Below are the entries; return every line among them that holds the word "football".

(Saved entries)
_ _ _
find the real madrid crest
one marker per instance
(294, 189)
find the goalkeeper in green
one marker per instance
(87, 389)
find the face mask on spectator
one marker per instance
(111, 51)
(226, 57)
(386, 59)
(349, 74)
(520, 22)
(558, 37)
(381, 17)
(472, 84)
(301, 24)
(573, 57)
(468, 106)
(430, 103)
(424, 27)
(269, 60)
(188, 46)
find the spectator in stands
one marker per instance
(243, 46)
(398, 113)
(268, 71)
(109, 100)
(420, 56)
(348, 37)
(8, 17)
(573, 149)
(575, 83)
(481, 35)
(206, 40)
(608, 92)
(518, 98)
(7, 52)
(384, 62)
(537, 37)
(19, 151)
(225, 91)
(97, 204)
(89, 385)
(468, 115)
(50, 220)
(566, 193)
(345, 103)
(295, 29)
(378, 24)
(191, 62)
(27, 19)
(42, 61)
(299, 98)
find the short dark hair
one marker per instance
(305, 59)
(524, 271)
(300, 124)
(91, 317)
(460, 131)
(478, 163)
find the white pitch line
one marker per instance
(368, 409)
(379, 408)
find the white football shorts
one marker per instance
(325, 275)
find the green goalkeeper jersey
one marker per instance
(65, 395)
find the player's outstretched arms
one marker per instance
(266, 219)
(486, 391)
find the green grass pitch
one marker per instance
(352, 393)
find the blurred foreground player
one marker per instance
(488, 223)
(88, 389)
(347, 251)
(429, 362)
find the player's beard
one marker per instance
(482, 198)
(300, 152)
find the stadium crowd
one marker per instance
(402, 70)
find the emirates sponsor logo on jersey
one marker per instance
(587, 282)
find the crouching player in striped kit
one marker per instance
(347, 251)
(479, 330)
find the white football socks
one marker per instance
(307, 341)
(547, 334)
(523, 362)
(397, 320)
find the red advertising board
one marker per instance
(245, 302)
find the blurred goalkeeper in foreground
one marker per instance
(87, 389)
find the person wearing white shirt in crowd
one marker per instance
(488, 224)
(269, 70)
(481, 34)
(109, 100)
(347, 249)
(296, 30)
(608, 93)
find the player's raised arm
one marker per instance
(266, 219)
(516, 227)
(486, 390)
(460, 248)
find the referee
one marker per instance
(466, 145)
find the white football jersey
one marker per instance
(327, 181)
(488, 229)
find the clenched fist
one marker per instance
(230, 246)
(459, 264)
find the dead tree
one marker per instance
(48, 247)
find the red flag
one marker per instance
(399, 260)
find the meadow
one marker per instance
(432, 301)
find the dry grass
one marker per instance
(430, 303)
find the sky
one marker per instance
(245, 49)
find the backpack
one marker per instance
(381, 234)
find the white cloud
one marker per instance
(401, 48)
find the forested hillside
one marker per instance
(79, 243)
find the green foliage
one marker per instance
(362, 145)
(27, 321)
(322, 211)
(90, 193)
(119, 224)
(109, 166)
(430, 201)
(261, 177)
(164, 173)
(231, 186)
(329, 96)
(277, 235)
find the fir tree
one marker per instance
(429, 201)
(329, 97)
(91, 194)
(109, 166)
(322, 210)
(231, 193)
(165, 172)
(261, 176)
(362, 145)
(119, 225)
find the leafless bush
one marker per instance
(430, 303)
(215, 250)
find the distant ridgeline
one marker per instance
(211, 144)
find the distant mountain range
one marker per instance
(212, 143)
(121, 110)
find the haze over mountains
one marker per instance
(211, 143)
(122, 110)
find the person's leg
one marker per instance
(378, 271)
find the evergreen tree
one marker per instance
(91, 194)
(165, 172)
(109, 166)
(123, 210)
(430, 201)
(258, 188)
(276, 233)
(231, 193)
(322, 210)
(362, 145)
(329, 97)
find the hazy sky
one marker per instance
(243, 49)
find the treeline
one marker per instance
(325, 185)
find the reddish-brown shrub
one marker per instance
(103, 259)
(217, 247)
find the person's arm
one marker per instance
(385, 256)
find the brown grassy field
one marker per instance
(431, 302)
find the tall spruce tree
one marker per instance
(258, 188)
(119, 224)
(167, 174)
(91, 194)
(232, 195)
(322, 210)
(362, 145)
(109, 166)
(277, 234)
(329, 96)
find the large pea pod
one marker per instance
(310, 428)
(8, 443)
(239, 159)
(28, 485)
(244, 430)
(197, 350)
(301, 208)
_ _ _
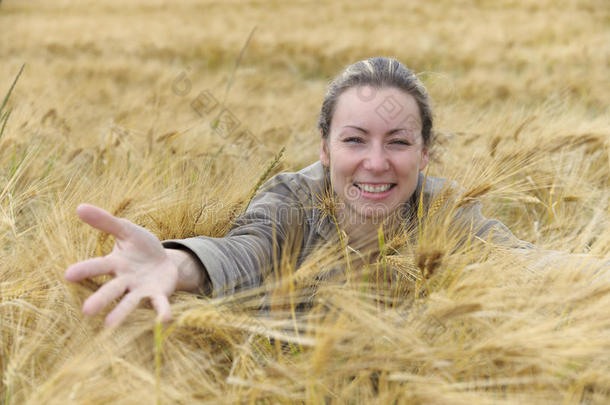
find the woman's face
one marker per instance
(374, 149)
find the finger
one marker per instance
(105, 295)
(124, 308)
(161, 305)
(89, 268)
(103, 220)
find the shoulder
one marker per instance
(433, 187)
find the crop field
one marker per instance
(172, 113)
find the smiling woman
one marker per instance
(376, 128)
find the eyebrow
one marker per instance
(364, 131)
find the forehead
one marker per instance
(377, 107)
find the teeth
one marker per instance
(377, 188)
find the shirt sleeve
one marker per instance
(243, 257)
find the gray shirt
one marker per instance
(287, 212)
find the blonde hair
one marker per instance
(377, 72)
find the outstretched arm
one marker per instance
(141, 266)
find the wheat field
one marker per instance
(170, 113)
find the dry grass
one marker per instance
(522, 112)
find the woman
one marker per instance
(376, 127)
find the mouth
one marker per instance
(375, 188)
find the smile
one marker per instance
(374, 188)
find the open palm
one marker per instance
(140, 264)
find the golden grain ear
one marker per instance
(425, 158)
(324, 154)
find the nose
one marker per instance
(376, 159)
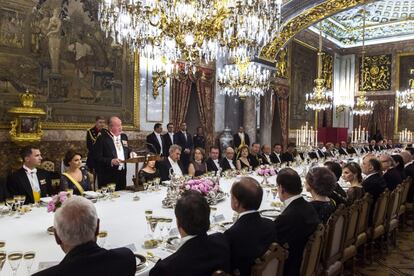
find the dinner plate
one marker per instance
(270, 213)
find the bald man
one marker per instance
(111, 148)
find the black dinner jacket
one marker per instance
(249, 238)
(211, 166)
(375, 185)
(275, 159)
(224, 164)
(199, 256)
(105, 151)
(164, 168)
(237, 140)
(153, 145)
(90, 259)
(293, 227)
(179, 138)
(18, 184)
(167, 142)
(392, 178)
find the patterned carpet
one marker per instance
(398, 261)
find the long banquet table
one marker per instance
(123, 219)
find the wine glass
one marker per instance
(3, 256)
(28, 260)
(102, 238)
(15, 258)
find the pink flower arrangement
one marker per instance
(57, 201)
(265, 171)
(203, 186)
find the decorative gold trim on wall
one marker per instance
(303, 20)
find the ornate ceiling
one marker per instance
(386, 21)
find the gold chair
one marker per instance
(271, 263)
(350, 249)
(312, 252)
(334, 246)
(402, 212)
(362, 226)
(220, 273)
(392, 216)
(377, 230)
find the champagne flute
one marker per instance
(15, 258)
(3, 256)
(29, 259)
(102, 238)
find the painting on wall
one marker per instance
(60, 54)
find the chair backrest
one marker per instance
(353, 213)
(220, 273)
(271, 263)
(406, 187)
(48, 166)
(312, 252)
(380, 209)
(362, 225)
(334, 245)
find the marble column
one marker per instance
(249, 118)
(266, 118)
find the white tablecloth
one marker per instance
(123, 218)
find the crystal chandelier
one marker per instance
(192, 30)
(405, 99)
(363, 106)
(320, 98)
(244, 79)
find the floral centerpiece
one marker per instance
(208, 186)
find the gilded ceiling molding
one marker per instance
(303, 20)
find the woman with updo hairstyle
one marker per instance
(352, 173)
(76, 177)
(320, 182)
_ _ _
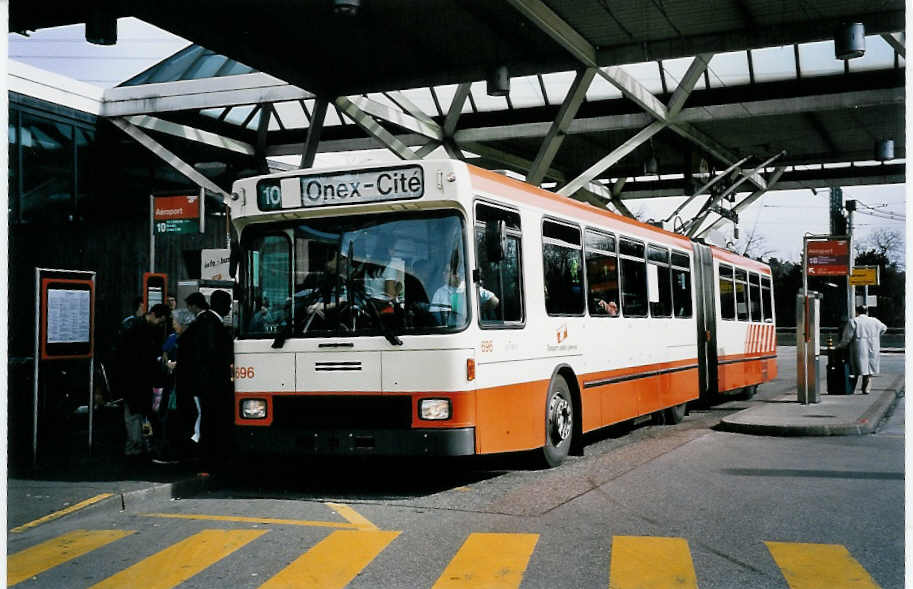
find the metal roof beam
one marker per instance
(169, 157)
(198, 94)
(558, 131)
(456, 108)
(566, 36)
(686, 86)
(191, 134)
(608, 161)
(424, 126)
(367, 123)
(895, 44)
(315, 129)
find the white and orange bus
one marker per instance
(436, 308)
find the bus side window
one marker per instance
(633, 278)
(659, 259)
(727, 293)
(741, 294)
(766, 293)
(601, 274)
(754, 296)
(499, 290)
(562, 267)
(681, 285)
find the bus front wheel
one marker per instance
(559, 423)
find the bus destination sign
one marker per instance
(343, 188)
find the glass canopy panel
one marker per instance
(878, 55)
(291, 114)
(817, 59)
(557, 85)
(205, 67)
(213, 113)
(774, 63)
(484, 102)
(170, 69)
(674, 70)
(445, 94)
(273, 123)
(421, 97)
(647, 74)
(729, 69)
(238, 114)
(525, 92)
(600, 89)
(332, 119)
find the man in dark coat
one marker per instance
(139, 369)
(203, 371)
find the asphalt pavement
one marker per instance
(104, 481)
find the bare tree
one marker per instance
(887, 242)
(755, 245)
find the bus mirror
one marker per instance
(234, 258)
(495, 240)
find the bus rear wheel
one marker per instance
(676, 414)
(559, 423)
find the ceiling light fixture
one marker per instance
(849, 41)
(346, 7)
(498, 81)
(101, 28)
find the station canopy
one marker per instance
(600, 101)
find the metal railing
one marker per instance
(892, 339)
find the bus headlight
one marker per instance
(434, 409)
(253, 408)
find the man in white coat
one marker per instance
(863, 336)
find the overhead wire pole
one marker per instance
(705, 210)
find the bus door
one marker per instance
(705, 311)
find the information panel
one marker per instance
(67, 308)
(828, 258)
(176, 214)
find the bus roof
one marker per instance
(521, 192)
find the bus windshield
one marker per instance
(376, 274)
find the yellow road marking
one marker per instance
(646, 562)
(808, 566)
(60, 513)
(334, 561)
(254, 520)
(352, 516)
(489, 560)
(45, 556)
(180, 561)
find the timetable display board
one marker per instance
_ _ _
§ **Solution for this exercise**
find the white football shorts
find the white football socks
find the white football jersey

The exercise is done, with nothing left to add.